▸ EXERCICES:
**1)** Traduisez en anglais cette phrase de l'extrait sur la répétition dans l'interaction verbale : « La répétition peut être considérée comme une stratégie pour montrer son désaccord, comme le note Pomerantz (1984), mais aussi comme une stratégie de politesse pour rechercher le consensus au sens de Brown et Levinson (1987 : 112-113). »
**2)** Prolongez l'extrait sur la répétition dans l'interaction verbale au-delà de sa dernière ligne.

▸ EXTRAIT FOURNI:
2.2. Répétition

Dans l’interaction verbale, les participants répètent souvent non seulement la parole du locuteur lui-même (’auto-répétition’), mais aussi la parole de leur interlocuteur (’hétéro-répétition’). La répétition peut être considérée comme une stratégie pour montrer son désaccord, comme le note Pomerantz (1984), mais aussi comme une stratégie de politesse pour rechercher le consensus au sens de Brown et Levinson (1987 : 112-113). En réitérant dans son tour une partie de ce que l’interlocuteur a dit, le locuteur en place lui donne statut de réponse et d’approbation de l’énoncé d’autrui. L’hétéro-répétition s’utilise aussi dans le sens de l’accord, comme le montrent les exemples suivants :

(1) (Répliques 2 : 005-007)

  • 005 P : (...), Alors aujourd’hui, aujourd’hui tout va mieux parce que après une longue lutte les femmes ont arraché le droit de vote, ça on le sait en 45 mais que surtout à mon sens c’est, c’est, c’est ce qu’apporte notre livre ’Femmes en tête’ elles ont fini d’arracher le droit au savoir, et le droit à accéder à cette espèce de méritocratie mise en place par la République

  • 006 F : autrement dit, elles ont arraché le droit à l’arrachement, //on pourrait dire...

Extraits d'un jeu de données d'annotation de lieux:
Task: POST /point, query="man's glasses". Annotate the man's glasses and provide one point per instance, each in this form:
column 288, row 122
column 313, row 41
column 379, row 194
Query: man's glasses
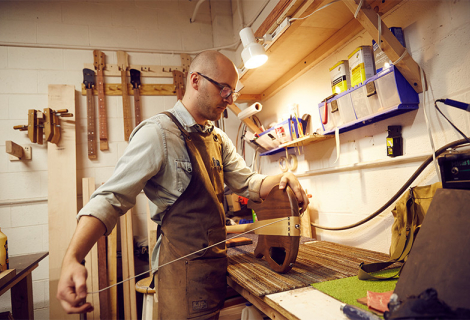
column 225, row 91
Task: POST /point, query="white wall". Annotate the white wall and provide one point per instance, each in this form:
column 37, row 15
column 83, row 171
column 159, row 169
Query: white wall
column 48, row 42
column 45, row 43
column 437, row 35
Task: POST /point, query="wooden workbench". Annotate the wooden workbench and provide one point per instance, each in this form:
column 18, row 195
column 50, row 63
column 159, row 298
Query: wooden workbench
column 291, row 296
column 21, row 284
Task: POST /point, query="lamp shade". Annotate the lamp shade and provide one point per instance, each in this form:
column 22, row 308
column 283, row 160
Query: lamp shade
column 253, row 54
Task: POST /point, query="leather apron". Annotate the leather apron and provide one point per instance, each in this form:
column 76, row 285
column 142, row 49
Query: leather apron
column 195, row 287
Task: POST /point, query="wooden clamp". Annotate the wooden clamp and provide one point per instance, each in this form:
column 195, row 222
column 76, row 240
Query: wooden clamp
column 280, row 250
column 135, row 81
column 17, row 152
column 99, row 62
column 92, row 145
column 45, row 124
column 123, row 64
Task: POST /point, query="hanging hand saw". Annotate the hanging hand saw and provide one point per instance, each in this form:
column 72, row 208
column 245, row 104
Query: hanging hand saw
column 135, row 80
column 123, row 65
column 100, row 63
column 89, row 82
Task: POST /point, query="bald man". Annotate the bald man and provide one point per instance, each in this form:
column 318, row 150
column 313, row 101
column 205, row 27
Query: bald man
column 182, row 163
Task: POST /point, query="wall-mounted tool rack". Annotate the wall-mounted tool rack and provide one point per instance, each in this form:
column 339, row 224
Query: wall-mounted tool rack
column 44, row 126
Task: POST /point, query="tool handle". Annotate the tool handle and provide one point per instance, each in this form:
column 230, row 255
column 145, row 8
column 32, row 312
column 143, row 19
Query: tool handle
column 325, row 114
column 20, row 127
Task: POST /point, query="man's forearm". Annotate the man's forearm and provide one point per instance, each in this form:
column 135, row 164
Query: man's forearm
column 87, row 233
column 268, row 183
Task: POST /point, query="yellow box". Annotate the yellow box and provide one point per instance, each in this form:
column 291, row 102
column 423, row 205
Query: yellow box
column 339, row 75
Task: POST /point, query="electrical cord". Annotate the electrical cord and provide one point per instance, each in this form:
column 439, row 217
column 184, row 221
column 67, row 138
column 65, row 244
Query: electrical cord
column 402, row 189
column 450, row 122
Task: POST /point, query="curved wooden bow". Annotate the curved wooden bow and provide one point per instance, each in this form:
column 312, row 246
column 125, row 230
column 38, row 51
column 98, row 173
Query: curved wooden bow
column 279, row 249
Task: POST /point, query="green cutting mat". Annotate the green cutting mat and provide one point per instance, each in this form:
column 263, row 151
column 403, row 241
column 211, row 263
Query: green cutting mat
column 348, row 290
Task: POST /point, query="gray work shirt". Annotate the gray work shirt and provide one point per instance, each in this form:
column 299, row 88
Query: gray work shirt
column 156, row 161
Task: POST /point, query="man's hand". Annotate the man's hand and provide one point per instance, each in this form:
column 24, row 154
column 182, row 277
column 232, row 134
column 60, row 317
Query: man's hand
column 72, row 290
column 286, row 179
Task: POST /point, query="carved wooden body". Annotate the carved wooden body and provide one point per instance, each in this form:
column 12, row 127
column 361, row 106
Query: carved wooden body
column 279, row 251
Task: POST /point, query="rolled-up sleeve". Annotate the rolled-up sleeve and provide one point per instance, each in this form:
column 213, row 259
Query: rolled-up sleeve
column 237, row 175
column 142, row 159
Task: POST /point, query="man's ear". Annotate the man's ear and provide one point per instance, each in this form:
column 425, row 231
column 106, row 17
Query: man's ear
column 194, row 81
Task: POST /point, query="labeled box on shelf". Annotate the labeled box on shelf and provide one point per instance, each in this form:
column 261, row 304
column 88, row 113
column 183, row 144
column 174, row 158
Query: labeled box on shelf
column 385, row 95
column 283, row 132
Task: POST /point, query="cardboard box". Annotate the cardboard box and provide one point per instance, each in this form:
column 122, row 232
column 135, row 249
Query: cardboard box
column 381, row 60
column 361, row 65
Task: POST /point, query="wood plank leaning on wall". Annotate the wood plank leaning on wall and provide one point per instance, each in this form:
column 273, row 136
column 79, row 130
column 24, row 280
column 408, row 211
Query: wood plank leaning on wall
column 62, row 192
column 91, row 260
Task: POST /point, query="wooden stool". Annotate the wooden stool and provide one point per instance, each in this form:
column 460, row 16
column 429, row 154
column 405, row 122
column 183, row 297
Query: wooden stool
column 147, row 306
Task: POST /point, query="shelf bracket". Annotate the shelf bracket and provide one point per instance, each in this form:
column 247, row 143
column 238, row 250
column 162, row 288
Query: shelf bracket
column 249, row 123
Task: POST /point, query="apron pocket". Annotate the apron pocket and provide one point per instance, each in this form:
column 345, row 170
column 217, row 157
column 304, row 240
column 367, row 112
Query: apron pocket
column 206, row 285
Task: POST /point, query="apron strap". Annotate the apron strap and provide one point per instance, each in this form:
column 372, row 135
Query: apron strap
column 178, row 124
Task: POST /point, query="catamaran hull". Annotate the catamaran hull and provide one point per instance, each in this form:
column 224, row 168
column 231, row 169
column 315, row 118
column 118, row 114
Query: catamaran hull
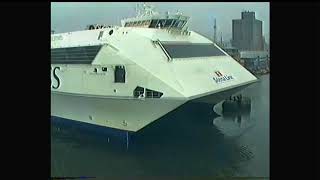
column 124, row 114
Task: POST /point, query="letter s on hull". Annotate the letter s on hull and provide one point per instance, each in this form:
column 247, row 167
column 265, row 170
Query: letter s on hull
column 56, row 78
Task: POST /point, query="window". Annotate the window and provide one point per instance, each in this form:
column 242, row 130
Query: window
column 140, row 92
column 74, row 55
column 168, row 23
column 153, row 94
column 185, row 50
column 153, row 23
column 100, row 34
column 119, row 74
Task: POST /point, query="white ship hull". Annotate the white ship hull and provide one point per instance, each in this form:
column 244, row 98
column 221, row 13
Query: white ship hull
column 97, row 74
column 125, row 114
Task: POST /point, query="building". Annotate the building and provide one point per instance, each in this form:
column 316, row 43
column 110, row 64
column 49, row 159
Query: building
column 247, row 32
column 255, row 60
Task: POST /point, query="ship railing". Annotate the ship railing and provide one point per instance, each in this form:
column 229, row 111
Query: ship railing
column 142, row 94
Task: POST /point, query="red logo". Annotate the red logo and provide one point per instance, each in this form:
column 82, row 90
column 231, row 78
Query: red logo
column 218, row 73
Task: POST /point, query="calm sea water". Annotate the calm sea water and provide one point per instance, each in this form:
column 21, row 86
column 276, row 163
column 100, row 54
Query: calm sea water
column 192, row 141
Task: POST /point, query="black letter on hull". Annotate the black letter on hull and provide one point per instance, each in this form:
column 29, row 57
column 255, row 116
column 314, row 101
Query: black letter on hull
column 56, row 77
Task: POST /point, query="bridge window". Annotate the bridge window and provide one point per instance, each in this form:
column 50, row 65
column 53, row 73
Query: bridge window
column 153, row 23
column 74, row 55
column 138, row 92
column 168, row 23
column 187, row 50
column 146, row 93
column 119, row 74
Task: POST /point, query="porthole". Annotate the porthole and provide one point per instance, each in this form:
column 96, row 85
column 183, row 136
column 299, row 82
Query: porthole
column 110, row 32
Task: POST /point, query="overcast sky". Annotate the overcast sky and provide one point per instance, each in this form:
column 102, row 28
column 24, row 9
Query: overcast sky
column 74, row 16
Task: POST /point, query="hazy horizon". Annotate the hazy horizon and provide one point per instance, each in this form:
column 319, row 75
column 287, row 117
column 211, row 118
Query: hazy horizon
column 73, row 16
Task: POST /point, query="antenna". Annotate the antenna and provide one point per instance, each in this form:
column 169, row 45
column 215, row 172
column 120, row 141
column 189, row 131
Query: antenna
column 215, row 31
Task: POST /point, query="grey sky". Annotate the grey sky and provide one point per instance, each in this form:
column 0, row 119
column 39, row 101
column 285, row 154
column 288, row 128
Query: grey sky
column 75, row 16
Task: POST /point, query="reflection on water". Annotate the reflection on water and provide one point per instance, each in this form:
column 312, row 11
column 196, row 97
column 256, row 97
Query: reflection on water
column 234, row 119
column 190, row 141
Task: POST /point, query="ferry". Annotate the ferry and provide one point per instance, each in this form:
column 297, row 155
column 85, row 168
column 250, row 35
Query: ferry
column 126, row 77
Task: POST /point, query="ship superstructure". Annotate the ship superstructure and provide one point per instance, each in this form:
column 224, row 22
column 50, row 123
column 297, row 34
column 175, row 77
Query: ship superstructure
column 127, row 76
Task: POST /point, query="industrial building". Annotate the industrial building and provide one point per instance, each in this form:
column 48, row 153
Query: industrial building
column 247, row 32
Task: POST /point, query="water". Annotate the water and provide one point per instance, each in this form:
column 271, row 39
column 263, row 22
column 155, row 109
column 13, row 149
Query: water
column 192, row 141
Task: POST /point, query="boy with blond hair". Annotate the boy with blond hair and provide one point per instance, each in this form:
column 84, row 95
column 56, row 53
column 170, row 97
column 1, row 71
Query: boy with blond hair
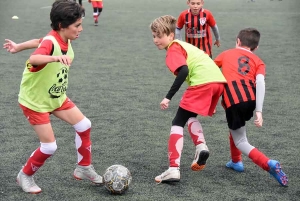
column 205, row 86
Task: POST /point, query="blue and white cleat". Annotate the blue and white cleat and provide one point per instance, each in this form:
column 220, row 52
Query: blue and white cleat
column 275, row 171
column 239, row 166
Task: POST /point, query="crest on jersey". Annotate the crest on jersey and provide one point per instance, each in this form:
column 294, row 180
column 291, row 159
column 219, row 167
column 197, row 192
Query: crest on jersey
column 202, row 20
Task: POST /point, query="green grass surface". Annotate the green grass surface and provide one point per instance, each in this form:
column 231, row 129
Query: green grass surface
column 118, row 79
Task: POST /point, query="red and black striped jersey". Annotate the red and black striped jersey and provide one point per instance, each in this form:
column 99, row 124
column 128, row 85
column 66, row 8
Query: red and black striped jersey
column 240, row 68
column 197, row 28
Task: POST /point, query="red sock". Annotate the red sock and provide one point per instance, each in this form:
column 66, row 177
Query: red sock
column 259, row 159
column 84, row 150
column 195, row 130
column 236, row 154
column 35, row 161
column 175, row 146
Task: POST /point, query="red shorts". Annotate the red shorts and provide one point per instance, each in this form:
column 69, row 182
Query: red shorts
column 97, row 4
column 202, row 99
column 38, row 118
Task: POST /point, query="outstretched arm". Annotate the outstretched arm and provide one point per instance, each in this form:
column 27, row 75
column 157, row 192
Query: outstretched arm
column 182, row 73
column 260, row 95
column 217, row 35
column 13, row 47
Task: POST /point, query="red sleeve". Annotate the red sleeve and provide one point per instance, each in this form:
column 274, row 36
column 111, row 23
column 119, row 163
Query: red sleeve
column 219, row 60
column 176, row 57
column 261, row 68
column 211, row 20
column 180, row 21
column 45, row 48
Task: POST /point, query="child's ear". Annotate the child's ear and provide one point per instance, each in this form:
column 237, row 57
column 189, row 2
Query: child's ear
column 172, row 35
column 238, row 42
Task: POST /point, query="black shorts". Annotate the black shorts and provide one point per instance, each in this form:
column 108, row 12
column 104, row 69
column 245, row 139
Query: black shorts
column 238, row 114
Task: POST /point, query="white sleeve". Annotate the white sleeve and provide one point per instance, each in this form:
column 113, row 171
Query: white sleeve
column 260, row 92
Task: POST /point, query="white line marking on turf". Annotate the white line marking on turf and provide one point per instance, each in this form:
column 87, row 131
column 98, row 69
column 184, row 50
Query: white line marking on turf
column 47, row 7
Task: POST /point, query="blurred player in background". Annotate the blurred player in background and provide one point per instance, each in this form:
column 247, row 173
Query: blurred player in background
column 43, row 92
column 197, row 22
column 80, row 3
column 243, row 95
column 97, row 9
column 205, row 86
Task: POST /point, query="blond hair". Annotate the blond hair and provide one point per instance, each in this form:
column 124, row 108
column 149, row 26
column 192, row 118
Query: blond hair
column 163, row 25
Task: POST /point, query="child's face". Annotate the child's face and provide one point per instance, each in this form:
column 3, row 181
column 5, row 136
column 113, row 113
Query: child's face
column 195, row 6
column 72, row 32
column 163, row 41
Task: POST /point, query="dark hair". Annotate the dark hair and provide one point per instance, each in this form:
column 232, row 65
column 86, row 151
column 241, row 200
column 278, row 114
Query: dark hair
column 64, row 13
column 249, row 37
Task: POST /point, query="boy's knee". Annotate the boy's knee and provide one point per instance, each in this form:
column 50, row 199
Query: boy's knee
column 48, row 148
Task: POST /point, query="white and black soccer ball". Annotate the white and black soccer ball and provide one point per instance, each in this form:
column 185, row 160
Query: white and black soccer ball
column 117, row 179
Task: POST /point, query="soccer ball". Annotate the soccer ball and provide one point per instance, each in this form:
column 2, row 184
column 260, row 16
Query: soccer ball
column 117, row 179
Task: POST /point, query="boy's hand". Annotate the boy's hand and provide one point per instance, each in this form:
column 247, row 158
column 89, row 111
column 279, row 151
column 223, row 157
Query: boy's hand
column 217, row 43
column 258, row 120
column 64, row 59
column 164, row 104
column 10, row 46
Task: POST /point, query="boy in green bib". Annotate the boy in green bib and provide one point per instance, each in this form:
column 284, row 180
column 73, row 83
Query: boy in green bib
column 205, row 86
column 43, row 92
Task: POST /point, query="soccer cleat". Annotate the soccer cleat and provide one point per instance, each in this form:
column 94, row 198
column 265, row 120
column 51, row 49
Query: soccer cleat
column 275, row 171
column 201, row 155
column 170, row 175
column 83, row 12
column 27, row 183
column 87, row 172
column 96, row 22
column 238, row 166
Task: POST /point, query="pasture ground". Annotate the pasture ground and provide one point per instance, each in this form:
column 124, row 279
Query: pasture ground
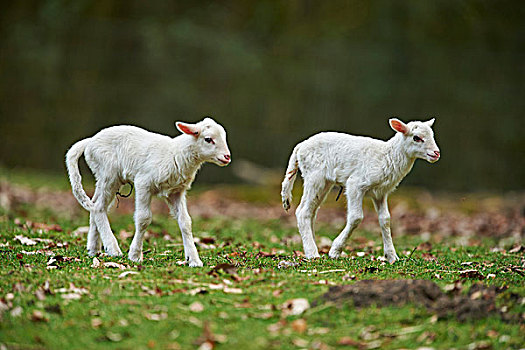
column 256, row 291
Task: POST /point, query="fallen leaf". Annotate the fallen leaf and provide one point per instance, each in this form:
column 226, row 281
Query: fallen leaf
column 80, row 231
column 299, row 325
column 196, row 307
column 331, row 271
column 16, row 311
column 114, row 337
column 156, row 316
column 96, row 322
column 227, row 268
column 284, row 264
column 96, row 263
column 517, row 249
column 114, row 265
column 229, row 290
column 347, row 341
column 471, row 274
column 25, row 240
column 294, row 307
column 38, row 316
column 127, row 273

▸ RÉPONSES:
**1)** Repetition can be seen as a strategy for expressing disagreement, as Pomerantz (1984) notes, but also as a politeness strategy for seeking consensus in the sense of Brown and Levinson (1987: 112-113).

**2)**
  • 007 P : //elles ont arraché exactement, elles ont arraché le droit à l’arrachement. Le problème c’est qu’elles l’ont arraché en principe mais d’abord, vous l’avez rappelé, les dates sont absolument indécentes tellement elles sont récentes, quand vous avez cité les les dates les plus importantes qui sont en effet les dates de ce statut privé hein, que la femme encore [rire] euh, en 1965 est obligée de demander (...)

L’exemple (1) est un type d’échanges qui ont lieu entre le débatteur (Evelyne Pisier) et l’animateur (Alain Finkielkraut) dans un premier temps du débat radiophonique «Répliques (08/11/97)». Le débatteur prend en 005 son tour de parole, assez long, en réponse à la question de l’animateur. Au milieu de ce tour et plus précisément dans un ’interstice’ (’pause intra’), l’animateur commence en 006 son tour en reformulant une partie du discours de son invitée. Cette reformulation, marquée par le terme ’autrement dit’, suit une procédure finalisée : l’animateur sélectionne une partie du discours d’autrui (’après une longue lutte les femmes ont arraché le droit de vote’), afin d’attirer l’attention sur ce que l’interlocuteur a dit, et d’en montrer l’intérêt. La reformulation de l’animateur est en 007 suivie immédiatement par la ratification et l’approbation de la part de l’invitée (Evelyne Pisier), l’auteur de l’«énoncé-source» de cette reformulation. Pisier prend son tour dans l’interruption en réitérant exactement la reformulation de l’animateur (’elles ont arraché exactement, elles ont arraché le droit à l’arrachement’). Son tour se caractérise tout d’abord par la répétition de l’énoncé reformulé par l’animateur (’hétéro-répétition’), et également par l’«auto-répétition» dans la mesure où cette hétéro-répétition est réitérée par l’auteur de ce tour en raison du chevauchement. Dans ce cas, la répétition peut être interprétée comme un «signe d’accord»76, étant donné qu’elle se réalise en écho, avec ou sans marqueur d’accord (’oui’ et/ou ’bien sûr’) :

(2) (Répliques 3 : 098-102)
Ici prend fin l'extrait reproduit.